## INSTRUCTIONS FOR THE TASK
Each line from the one containing "Where can the window with" through the end of the data must be retyped exactly, and no other line.

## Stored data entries
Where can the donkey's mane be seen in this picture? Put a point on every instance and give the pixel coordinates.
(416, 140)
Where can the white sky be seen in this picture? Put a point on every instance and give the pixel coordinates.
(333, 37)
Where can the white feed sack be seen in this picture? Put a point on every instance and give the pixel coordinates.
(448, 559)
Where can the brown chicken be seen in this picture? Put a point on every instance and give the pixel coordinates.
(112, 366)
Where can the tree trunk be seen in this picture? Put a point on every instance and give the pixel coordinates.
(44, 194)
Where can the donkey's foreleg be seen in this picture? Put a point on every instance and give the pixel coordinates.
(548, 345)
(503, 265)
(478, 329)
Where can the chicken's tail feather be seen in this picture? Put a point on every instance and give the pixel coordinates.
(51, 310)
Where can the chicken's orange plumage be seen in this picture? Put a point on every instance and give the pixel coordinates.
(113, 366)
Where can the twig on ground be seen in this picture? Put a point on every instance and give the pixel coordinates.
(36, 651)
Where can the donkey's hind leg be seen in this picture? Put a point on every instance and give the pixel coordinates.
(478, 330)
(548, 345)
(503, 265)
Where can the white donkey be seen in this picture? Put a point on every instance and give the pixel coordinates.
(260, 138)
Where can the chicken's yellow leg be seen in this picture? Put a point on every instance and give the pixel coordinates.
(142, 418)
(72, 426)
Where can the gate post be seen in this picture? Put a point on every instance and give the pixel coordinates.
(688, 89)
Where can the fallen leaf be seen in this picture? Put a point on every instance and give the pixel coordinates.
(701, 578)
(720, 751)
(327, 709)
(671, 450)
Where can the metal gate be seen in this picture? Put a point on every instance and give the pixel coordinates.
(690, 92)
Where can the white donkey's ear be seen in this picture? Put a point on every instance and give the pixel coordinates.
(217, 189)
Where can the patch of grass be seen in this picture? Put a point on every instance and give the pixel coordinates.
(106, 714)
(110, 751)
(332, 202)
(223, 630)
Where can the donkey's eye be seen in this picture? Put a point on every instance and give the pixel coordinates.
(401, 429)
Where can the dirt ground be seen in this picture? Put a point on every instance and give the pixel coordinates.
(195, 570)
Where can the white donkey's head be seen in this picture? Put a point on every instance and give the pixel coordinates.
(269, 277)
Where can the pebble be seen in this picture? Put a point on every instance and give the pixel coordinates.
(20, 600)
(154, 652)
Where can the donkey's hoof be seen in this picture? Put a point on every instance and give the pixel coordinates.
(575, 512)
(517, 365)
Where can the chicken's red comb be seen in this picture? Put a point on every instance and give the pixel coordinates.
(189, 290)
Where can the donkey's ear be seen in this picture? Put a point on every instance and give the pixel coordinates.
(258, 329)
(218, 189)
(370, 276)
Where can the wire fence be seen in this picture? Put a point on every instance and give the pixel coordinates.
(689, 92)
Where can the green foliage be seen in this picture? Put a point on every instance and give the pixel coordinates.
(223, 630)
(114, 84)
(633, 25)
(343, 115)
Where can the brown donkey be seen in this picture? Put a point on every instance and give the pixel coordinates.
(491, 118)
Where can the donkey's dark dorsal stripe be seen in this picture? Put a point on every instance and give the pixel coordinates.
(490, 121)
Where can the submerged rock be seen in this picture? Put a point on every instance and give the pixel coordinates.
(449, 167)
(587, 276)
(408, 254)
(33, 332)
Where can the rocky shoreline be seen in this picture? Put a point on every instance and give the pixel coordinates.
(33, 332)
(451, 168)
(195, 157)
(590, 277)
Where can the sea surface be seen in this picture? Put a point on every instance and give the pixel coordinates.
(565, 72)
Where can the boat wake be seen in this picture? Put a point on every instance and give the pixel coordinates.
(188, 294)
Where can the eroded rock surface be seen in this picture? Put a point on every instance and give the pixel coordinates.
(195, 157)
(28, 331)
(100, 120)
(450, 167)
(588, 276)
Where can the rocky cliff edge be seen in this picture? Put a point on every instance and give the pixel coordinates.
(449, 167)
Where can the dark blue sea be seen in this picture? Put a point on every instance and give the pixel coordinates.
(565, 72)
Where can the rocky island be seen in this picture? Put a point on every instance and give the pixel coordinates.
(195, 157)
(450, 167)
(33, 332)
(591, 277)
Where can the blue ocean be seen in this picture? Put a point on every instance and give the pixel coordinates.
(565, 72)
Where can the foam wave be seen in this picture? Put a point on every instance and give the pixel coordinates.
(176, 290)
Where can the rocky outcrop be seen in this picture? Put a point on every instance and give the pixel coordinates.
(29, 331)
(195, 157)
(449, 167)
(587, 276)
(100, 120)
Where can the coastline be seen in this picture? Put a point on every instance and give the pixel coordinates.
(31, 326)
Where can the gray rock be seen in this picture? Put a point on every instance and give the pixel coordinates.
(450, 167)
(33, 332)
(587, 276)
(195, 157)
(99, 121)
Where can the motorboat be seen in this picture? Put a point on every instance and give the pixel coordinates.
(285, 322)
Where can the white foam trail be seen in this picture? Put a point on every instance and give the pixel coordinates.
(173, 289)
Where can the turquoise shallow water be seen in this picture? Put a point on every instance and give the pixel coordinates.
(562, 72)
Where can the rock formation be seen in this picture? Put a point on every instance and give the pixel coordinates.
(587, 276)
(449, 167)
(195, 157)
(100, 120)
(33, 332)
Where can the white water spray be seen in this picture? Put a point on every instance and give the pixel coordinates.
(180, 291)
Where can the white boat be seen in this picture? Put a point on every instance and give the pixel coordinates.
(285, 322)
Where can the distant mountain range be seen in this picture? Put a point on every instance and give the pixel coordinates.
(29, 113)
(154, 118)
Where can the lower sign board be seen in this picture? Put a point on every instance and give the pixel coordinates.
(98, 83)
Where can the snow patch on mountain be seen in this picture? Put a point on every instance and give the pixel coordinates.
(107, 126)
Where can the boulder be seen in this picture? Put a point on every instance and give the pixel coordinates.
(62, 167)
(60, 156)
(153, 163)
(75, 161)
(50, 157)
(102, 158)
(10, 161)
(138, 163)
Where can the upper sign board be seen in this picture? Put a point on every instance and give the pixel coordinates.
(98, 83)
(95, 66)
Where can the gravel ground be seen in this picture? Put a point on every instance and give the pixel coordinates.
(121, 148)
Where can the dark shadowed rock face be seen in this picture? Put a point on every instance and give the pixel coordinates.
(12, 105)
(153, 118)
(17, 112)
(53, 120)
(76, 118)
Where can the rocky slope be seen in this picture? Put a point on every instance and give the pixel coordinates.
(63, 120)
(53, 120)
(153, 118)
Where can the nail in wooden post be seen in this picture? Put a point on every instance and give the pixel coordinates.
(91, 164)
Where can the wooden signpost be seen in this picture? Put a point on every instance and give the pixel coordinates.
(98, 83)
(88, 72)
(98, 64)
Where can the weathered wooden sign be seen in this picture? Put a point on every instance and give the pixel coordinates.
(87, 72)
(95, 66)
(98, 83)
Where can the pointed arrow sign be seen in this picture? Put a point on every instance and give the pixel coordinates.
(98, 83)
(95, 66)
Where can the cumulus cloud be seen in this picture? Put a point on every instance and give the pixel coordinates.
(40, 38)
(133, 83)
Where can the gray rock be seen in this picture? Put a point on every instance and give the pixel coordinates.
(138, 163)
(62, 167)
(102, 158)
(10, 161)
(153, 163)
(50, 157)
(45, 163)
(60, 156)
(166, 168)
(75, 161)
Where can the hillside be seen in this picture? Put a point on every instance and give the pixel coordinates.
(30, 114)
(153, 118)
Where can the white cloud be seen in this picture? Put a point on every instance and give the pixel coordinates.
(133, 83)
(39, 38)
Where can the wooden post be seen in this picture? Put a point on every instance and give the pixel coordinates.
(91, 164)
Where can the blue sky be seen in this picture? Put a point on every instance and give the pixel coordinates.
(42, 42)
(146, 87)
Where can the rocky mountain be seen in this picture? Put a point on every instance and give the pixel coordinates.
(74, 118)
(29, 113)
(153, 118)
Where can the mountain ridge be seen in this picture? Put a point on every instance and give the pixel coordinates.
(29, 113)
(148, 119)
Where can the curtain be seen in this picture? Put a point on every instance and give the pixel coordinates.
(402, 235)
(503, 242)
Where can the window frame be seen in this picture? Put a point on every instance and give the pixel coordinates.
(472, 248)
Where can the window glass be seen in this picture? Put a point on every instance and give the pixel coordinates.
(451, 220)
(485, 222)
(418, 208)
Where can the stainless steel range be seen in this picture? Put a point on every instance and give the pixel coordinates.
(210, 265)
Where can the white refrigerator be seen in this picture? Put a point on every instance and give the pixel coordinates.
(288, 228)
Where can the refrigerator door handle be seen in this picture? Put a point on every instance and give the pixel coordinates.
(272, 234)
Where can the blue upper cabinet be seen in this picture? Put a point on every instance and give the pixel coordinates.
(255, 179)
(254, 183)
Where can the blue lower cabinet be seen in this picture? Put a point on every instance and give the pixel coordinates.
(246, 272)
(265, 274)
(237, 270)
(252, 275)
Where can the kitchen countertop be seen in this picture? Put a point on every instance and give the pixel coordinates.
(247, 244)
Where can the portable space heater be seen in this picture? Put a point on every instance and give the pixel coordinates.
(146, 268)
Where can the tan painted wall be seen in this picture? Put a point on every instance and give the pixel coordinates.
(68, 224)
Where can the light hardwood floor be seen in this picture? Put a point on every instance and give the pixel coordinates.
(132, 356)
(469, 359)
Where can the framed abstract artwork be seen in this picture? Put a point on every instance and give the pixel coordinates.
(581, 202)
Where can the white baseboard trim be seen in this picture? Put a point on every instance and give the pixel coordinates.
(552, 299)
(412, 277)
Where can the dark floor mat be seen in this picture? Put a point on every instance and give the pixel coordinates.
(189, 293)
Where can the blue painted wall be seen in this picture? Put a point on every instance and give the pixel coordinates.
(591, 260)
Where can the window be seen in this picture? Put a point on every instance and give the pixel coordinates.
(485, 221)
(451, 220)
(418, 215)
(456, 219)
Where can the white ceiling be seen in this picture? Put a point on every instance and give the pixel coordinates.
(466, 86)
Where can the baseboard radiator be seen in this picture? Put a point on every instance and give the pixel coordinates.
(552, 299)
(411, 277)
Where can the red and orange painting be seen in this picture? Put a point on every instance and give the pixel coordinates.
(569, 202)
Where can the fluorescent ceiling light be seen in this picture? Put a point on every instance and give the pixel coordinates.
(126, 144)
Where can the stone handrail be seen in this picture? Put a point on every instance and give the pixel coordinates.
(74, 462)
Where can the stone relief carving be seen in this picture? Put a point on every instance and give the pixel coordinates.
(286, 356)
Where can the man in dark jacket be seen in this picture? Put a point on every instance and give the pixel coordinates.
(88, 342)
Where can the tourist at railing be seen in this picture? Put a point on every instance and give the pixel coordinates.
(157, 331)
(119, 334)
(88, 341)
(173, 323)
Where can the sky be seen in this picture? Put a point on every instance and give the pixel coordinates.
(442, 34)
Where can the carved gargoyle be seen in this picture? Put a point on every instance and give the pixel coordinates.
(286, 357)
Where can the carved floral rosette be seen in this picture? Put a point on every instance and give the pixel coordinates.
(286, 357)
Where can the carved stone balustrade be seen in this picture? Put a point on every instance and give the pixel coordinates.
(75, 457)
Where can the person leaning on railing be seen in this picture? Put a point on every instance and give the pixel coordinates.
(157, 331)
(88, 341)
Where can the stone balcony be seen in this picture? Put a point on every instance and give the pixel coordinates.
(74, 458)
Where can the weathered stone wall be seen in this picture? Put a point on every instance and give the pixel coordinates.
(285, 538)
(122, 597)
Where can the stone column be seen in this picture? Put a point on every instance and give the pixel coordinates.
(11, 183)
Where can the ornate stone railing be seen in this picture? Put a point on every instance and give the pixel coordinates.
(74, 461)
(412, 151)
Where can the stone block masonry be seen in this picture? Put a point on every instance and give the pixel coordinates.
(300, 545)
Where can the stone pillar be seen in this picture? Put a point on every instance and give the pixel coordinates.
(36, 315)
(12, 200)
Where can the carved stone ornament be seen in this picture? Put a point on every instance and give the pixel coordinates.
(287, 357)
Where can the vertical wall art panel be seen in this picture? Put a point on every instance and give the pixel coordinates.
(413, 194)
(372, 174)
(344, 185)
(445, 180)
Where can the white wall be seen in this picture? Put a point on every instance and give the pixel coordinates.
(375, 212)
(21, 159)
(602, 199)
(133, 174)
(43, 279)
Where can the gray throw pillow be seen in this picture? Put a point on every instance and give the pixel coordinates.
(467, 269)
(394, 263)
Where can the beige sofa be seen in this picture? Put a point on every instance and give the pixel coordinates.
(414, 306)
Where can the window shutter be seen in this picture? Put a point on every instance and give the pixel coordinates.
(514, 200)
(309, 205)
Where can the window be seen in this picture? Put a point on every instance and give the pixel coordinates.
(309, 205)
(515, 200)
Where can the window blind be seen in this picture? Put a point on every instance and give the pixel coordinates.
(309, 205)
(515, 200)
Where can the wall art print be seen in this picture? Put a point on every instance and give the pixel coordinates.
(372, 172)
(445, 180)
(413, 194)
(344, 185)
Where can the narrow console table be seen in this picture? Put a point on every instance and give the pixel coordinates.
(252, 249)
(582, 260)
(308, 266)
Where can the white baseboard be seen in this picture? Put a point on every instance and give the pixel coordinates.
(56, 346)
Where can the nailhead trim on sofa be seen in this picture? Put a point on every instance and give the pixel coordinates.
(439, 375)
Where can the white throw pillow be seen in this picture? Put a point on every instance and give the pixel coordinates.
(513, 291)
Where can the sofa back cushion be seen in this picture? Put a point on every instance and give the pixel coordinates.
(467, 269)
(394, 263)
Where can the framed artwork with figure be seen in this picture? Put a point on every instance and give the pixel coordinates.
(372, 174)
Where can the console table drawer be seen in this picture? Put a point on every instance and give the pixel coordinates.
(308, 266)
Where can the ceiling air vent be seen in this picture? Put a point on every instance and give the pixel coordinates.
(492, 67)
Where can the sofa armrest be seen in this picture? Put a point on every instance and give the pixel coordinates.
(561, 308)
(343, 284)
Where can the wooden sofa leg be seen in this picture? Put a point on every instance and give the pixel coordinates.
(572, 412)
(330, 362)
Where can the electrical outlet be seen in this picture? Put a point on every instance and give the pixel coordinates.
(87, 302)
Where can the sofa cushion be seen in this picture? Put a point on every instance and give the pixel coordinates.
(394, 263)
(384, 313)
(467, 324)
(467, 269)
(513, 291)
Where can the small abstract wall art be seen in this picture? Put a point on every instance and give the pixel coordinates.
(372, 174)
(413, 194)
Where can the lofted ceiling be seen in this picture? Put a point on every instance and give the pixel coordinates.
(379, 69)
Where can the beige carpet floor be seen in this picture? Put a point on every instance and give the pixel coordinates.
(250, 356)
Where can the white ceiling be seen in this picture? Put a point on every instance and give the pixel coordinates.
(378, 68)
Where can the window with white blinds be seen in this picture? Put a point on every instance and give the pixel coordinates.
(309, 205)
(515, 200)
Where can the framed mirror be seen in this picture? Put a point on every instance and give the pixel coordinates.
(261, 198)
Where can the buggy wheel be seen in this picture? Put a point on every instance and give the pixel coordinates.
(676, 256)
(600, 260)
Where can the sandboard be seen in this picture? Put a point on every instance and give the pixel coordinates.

## EXPECTED ANSWER
Where can the window with white blinds be seen in this picture? Put a point on every instance and give the pixel coordinates.
(309, 205)
(515, 200)
Where can the framed mirror be seen in this picture? Put a point on every instance and give the pixel coordinates.
(261, 198)
Where can the buggy wheel be seen in this picture? Put a point on every instance and give the pixel coordinates.
(676, 256)
(600, 260)
Where can the sandboard be seen in this picture? Put a point on every instance and give the pixel coordinates.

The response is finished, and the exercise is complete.